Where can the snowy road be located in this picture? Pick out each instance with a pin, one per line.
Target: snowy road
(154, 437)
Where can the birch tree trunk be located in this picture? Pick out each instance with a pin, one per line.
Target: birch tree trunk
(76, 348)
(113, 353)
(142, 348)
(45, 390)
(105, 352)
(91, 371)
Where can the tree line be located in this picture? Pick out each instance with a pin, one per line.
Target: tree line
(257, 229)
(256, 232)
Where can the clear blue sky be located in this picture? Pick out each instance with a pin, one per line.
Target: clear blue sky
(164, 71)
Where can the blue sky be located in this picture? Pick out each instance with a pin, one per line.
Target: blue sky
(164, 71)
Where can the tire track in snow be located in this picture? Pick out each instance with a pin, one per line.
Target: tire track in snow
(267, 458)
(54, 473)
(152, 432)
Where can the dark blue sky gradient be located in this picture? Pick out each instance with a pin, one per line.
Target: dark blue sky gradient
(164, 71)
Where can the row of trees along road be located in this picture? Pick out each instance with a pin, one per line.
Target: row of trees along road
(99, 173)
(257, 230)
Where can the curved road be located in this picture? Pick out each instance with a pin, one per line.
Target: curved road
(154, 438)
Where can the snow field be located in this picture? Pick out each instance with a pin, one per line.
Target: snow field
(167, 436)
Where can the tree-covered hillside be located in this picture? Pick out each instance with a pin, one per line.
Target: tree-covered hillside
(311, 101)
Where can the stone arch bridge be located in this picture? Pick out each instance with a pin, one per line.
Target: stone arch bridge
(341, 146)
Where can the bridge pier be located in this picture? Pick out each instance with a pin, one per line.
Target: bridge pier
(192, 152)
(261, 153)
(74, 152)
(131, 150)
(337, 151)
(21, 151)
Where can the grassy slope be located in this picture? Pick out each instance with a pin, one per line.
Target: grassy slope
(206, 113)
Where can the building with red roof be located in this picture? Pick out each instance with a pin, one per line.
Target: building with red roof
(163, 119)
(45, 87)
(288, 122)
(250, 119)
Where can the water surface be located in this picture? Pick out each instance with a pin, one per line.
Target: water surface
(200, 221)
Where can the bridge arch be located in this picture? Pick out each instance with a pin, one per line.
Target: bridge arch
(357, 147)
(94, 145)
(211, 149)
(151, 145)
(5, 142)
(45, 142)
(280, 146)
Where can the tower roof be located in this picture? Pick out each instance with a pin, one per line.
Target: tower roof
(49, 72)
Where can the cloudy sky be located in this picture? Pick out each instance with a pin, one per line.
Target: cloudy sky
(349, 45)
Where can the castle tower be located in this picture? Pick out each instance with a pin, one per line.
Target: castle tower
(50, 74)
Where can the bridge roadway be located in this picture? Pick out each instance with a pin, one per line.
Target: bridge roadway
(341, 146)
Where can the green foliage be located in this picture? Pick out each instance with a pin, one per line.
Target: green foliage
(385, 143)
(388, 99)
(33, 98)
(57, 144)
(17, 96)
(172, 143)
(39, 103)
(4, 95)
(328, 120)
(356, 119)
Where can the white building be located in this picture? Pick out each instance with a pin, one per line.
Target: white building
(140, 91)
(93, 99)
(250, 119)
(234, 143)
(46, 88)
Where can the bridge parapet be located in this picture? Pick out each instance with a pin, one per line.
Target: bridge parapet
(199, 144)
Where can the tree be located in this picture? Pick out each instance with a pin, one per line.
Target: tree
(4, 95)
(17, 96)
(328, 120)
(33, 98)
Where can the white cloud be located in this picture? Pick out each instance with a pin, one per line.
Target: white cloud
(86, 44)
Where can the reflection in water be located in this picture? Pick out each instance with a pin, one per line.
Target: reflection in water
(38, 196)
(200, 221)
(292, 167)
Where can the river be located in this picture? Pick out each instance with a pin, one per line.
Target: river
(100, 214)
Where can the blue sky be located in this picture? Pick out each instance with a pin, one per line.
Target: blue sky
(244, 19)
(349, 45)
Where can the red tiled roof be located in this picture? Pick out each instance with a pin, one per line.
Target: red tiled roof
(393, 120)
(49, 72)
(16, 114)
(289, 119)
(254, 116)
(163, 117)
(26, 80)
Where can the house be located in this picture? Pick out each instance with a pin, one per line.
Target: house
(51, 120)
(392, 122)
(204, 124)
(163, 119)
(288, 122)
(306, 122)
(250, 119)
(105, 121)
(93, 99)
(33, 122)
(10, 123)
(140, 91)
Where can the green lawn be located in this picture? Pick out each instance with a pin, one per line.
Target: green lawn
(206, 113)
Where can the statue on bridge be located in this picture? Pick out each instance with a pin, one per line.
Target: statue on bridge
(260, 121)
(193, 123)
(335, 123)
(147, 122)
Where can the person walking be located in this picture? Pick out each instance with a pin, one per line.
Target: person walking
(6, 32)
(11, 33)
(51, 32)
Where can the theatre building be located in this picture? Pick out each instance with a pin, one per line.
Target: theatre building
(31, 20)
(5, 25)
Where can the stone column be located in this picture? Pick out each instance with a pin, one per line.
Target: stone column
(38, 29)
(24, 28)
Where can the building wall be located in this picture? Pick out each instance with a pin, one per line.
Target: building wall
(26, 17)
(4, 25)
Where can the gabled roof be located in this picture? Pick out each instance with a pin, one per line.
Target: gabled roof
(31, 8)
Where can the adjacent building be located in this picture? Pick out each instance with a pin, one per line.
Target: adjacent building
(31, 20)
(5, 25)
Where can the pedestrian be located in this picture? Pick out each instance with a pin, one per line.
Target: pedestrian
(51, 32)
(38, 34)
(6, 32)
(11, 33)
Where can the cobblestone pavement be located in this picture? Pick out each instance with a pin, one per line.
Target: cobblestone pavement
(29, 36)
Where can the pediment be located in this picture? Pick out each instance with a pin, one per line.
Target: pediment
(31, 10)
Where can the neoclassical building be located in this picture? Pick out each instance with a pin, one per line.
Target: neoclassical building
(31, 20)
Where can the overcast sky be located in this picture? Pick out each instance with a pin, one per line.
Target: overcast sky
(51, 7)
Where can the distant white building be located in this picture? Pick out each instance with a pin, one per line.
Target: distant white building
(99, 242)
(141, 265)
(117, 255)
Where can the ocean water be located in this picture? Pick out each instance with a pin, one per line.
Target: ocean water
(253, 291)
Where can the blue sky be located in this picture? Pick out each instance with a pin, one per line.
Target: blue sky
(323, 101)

Exercise instructions. Exactly as they appear above, copy out all the records.

Your solution.
Where can the snowy road be located in this picture? Pick out each instance with a pin, one per line.
Target: snowy road
(154, 437)
Where can the birch tree trunk be located in this picture? Pick out each instance with a pin, one per line.
Target: birch tree trunk
(76, 348)
(113, 353)
(142, 348)
(45, 390)
(105, 352)
(91, 371)
Where can the tree line be located in this picture? Pick out each instance with a pin, one per line.
Target: tree line
(257, 229)
(256, 232)
Where can the clear blue sky be located in this picture? Pick out each instance with a pin, one per line.
Target: clear blue sky
(164, 71)
Where can the blue sky be located in this picture? Pick out each instance with a pin, one per line.
Target: blue sky
(164, 71)
Where can the tire track in snow be located in this picture? Pick out each instance with a pin, one per line.
Target: tire track in snow
(267, 458)
(54, 473)
(152, 432)
Where can the dark blue sky gradient be located in this picture? Pick out each instance with a pin, one per line.
Target: dark blue sky gradient
(164, 71)
Where can the row of trees along road be located in this picture? Pick out each instance with a pin, one per line.
Target: row of trees along road
(99, 173)
(257, 230)
Where can the curved road be located in this picture? Pick out each instance with a pin, one per line.
Target: curved road
(154, 438)
Where can the snow field be located in this picture? Pick out each instance with a pin, one per line.
Target: snow field
(167, 436)
Where can the tree-covered hillside be located in this picture? Pick out each instance with a pin, one per line.
Target: tree-covered hillside
(311, 101)
Where can the stone arch bridge be located in this picture? Pick out each instance with a pin, one per line.
Target: stone arch bridge
(341, 146)
Where can the bridge pier be located in this picture? Pick out each instance with a pin, one per line.
Target: bridge pier
(192, 152)
(261, 153)
(74, 152)
(131, 150)
(337, 151)
(21, 151)
Where can the grassy slope be located in this picture? Pick out each instance with a pin, one per line.
Target: grassy slope
(206, 113)
Where can the building with red roof be located in this picture? Pick out each instance with a pin, one per line.
Target: building with red roof
(163, 119)
(45, 87)
(288, 122)
(250, 119)
Where can the water surface be located in this picture? Pick out each instance with a pin, one per line.
Target: water surface
(200, 221)
Where can the bridge arch be located in this picture? Pick out each instance with a pin, one per line.
Target: bridge arch
(357, 147)
(94, 145)
(211, 149)
(151, 145)
(5, 142)
(45, 142)
(280, 146)
Where can the tower roof be located in this picture? Pick out each instance with a pin, one per line.
Target: tower roof
(49, 72)
Where can the cloudy sky be located in this picture? Pick out each instance with a pin, one per line.
Target: cloudy sky
(349, 45)
Where can the castle tower be located in this picture? Pick out each instance with a pin, one per line.
Target: castle tower
(50, 74)
Where can the bridge roadway be located in this picture? Pick out each instance with a pin, one per line.
Target: bridge roadway
(341, 146)
Where can the green foliage be located in this picture? Pick out each instance with a pin, one per line.
Target: green foliage
(385, 143)
(388, 99)
(33, 98)
(57, 144)
(17, 96)
(172, 143)
(39, 103)
(4, 95)
(328, 120)
(356, 119)
Where can the white building be located in this picture? Pick out each instance with a pin, one per line.
Target: white building
(140, 91)
(93, 99)
(250, 119)
(234, 143)
(46, 88)
Where can the bridge parapet be located in this picture? Pick out each instance with a pin, one per line.
Target: bridge parapet
(199, 144)
Where can the tree be located in this picture? Pick out each instance with a pin, one per line.
Target: tree
(4, 95)
(17, 96)
(328, 120)
(33, 98)
Where can the white cloud be located in this picture? Pick out each instance with a pin, one per line.
Target: white cloud
(86, 44)
Where can the reflection in water be located in this picture? Pick out each instance with a pin, one per line.
Target: reflection in water
(38, 196)
(200, 221)
(292, 167)
Where can the river be located in this picture? Pick out each instance with a pin, one per line.
Target: river
(100, 214)
Where can the blue sky be located in this picture? Pick out each instance with a pin, one per line.
Target: blue sky
(244, 19)
(349, 45)
Where can the red tiled roof be located in this picture? Pick out each instance with a pin, one per line.
Target: red tiled roof
(393, 120)
(49, 72)
(16, 114)
(289, 119)
(254, 116)
(163, 117)
(26, 80)
Where can the house be located in this picture? Pick out each instance with a pin, one per line.
Target: house
(51, 120)
(392, 122)
(204, 124)
(163, 119)
(288, 122)
(306, 122)
(250, 119)
(105, 121)
(93, 99)
(33, 122)
(10, 123)
(140, 91)
Where can the green lawn be located in this picture? Pick out each instance with a pin, one per line.
Target: green lawn
(206, 113)
Where can the statue on bridge be located in this picture? Pick out each instance with a pin, one per line.
Target: statue on bridge
(260, 121)
(193, 123)
(335, 123)
(147, 122)
Where can the person walking be located in this picture? Pick out each instance with a pin, one per line.
Target: person walking
(6, 32)
(11, 33)
(51, 32)
Where can the theatre building be located in this picture? Pick out each instance with a pin, one per line.
Target: theatre building
(31, 20)
(5, 25)
Where can the stone column be located in this picture? Pick out each instance with a pin, one per line.
Target: stone column
(38, 29)
(24, 28)
Where can the building wall be located in this picture? Pick out each instance with a pin, one per line.
Target: building wall
(26, 17)
(4, 25)
Where can the gabled roof be located in this picture? Pick out each instance with a pin, one per line.
Target: gabled roof
(31, 8)
Where can the adjacent building be located in this picture? Pick out each instance with a pin, one per line.
Target: adjacent building
(31, 20)
(5, 25)
Where can the pedestrian be located in this picture? Pick out each instance with a pin, one per line.
Target: pedestrian
(51, 32)
(38, 34)
(6, 32)
(11, 33)
Where can the cobblestone pavement be located in this picture? Pick out each instance with a pin, one per line.
Target: cobblestone pavement
(29, 36)
Where can the pediment be located in this picture? Pick out each instance with a pin, one per line.
Target: pediment
(31, 10)
Where can the neoclassical building be located in this picture? Pick out each instance with a pin, one per line.
Target: neoclassical building
(31, 20)
Where can the overcast sky be located in this picture? Pick out each instance with a pin, one per line.
Target: overcast sky
(51, 7)
Where can the distant white building be located in this picture? Pick out each instance with a pin, one per line.
Target: distant white building
(99, 242)
(141, 265)
(117, 255)
Where can the ocean water be located in this picture? Pick out each instance with a pin, one per line.
Target: ocean water
(253, 291)
Where can the blue sky be located in this picture? Pick out each instance with a pin, one per line.
Target: blue sky
(323, 101)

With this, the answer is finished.